### [What the exercise asks]
Output the full listing exactly.

*** Data for analysis ***

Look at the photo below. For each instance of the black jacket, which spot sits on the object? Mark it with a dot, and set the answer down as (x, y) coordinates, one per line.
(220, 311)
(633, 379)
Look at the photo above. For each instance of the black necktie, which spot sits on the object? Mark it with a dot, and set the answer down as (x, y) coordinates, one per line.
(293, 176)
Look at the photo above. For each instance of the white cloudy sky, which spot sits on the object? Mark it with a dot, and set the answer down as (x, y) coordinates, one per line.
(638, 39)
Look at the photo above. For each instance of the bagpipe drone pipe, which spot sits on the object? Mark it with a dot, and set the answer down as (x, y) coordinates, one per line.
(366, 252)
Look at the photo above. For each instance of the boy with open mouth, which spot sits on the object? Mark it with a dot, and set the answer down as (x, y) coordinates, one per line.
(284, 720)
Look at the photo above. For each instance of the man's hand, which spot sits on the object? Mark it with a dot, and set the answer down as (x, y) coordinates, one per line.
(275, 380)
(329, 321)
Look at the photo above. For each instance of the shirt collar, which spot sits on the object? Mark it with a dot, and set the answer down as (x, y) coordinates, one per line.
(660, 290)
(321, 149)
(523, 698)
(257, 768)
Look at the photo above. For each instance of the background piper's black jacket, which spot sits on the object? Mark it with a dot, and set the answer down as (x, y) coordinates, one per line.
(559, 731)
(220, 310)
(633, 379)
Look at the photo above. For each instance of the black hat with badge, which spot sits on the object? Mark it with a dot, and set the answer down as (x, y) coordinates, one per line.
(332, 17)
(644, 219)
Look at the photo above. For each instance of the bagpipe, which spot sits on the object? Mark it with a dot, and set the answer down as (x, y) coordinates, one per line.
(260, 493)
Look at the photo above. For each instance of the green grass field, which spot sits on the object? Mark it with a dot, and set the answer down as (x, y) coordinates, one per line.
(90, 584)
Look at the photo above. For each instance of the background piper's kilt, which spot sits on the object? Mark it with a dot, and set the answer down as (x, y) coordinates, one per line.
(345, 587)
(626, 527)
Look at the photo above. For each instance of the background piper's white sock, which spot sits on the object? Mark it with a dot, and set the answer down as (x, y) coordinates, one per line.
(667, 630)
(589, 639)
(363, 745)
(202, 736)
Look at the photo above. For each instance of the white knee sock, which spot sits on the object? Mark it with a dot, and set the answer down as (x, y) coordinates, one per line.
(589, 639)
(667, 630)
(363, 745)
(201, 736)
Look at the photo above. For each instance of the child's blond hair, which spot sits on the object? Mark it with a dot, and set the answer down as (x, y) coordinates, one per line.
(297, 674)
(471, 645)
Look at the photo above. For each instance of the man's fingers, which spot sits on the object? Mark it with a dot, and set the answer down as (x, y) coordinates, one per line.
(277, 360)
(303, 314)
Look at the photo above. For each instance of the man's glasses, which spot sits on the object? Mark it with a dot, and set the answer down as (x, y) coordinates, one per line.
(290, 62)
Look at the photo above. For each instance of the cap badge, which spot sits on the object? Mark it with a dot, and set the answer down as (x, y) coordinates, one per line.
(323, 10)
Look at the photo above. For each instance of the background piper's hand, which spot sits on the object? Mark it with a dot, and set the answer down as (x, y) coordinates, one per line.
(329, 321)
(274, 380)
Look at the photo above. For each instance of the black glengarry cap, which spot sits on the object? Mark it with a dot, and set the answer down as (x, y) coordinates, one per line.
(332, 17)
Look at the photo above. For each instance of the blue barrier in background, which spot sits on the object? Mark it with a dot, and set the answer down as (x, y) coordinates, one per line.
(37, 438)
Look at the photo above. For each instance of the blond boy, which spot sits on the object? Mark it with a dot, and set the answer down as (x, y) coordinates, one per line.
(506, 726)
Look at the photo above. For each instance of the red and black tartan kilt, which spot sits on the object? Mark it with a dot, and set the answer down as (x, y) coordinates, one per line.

*** End of Data for analysis ***

### [Reply to the exercise]
Look at the photo below. For each instance of the black jacket, which spot sits on the object? Mark it with a dot, and set the answer down as (x, y) coordinates, one per line.
(220, 311)
(633, 379)
Look at the photo above. For each instance of the black necktie, which spot sits on the object? Mark it with a dot, and set the answer down as (x, y) coordinates, one per line.
(293, 176)
Look at the photo above. For each instance of the white cloudy sky, which spot sits on the object? Mark it with a dot, and set the answer down as (x, y) coordinates, one per line.
(638, 39)
Look at the photo above. For each instance of the bagpipe drone pipe, which spot sits on the object? Mark it with a dot, and set the answer down as (x, y) coordinates, one per line.
(366, 252)
Look at the photo above. For each instance of the boy with open mouth, which spot sits on the object? Mark it with a dot, and set the answer down as (x, y) coordinates, one per line.
(284, 720)
Look at the photo above. For each instance of the man's hand, which spot sits on the object? Mark it with a dot, and set the answer down as (x, y) coordinates, one per line.
(275, 380)
(329, 321)
Look at the photo above. For each instance of the shirt collar, which spot sits on the object? Mark it with a dot, and set the answer down as (x, y) coordinates, one per line.
(660, 290)
(321, 149)
(523, 698)
(257, 768)
Look at the photo above. For each instance of the background piper's black jacket, which spot sits on the object? Mark it with a dot, and set the answer down as (x, y) coordinates, one per line.
(559, 731)
(220, 310)
(633, 379)
Look at the photo above. For each instance of the black hat with badge, which spot sits on the object? Mark it with a dot, and set the answer down as (x, y) coordinates, one per line.
(332, 17)
(644, 219)
Look at the photo above. For each instance of the bagpipe, which spot sits on the object? Mark it with a dot, and set the answer down as (x, y) coordinates, one per line.
(260, 493)
Look at the photo above. For each instance of the green grass field, which spot sits on the object? Mark it with a dot, and set the answer down as (x, y) coordinates, one per line.
(90, 584)
Look at the photo above. For each instance of the background piper's kilt, which spot sits on the object? Mark it with a dot, and set the answer down as (x, y) coordinates, one per line.
(345, 587)
(626, 527)
Look at the photo above. For each instance of the background piper's white sock, which spot sits on the object? Mark it with a dot, and set the answer down as (x, y) coordinates, one per line.
(667, 630)
(589, 639)
(363, 745)
(202, 736)
Look at the photo above. For each instance of the white knee sock, which spot sits on the object? Mark it with a dot, and set the answer down as (x, y) coordinates, one per line.
(589, 639)
(667, 630)
(363, 745)
(201, 736)
Look at the photo above. For each instance of the child's blond hair, which spot sits on the object? Mark it with a dot, and set the answer down as (x, y) coordinates, one per line.
(297, 674)
(471, 645)
Look at the photo above. For each instance of the man's fingers, which spot sits on the object? Mark it with a dot, and set the answer down as (x, y) coordinates, one per line.
(277, 360)
(303, 314)
Look at the photo above. For each instance of the man's glasses, which spot sits on the object? Mark it with a dot, and set the answer down as (x, y) coordinates, one per line.
(290, 62)
Look at the photo above. For each instance of the cap badge, which spot sits on the object? Mark it with a dot, and set the answer down as (x, y) coordinates, one per line.
(323, 10)
Look at the photo above. For each instance of the background piper's hand, which spot sits on the object? Mark it with a dot, and set the answer down as (x, y) coordinates, one per line.
(329, 321)
(274, 380)
Look at the photo above. For each instance of the black glengarry cap, which spot sits on the object? Mark it with a dot, and set the answer down as (x, y) coordinates, one per line.
(332, 17)
Look at the photo above. For each instance of the blue barrier in background, which spot sits on the object? Mark it with a dot, and set the answer down as (x, y) coordinates, one per line.
(37, 438)
Look at the photo above. For each instance of the blond boy, which spot sits on the object? Mark it with a dot, and set the answer down as (x, y) coordinates, one per line.
(506, 726)
Look at the photo above. For each instance of the red and black tartan kilt, which spot sits on the object? Mark it with a dot, and set the answer down as (x, y) coordinates, one per line.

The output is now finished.